**To do**
Extract every line of the data below that contains the word "plant".

[begin Given data]

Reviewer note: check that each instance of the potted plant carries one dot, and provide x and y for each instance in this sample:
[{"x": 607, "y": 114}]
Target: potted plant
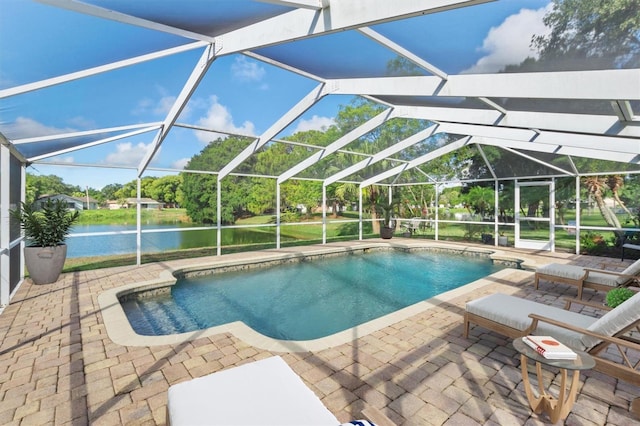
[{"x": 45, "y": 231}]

[end Given data]
[begin Given data]

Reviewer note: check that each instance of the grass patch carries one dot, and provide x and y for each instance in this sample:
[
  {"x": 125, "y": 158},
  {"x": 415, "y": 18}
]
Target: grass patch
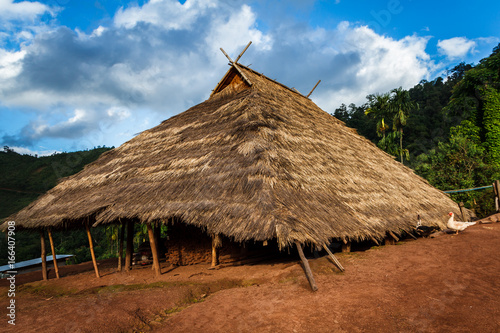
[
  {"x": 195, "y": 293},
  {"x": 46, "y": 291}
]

[end Given data]
[begin Given data]

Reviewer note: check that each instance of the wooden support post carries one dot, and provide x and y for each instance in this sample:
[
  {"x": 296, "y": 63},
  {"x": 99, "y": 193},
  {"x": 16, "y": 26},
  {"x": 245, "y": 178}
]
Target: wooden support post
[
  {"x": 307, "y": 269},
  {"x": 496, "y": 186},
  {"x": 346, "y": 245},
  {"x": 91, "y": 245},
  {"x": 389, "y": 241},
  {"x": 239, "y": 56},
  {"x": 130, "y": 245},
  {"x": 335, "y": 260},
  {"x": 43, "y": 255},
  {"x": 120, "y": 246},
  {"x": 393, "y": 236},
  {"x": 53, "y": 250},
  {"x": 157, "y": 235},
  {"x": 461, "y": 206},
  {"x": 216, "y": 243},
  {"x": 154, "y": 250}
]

[end Given data]

**Right answer**
Reviewer note: check that each instance of the potted plant carries one dot, and provide x and y for each instance in this sample:
Target: potted plant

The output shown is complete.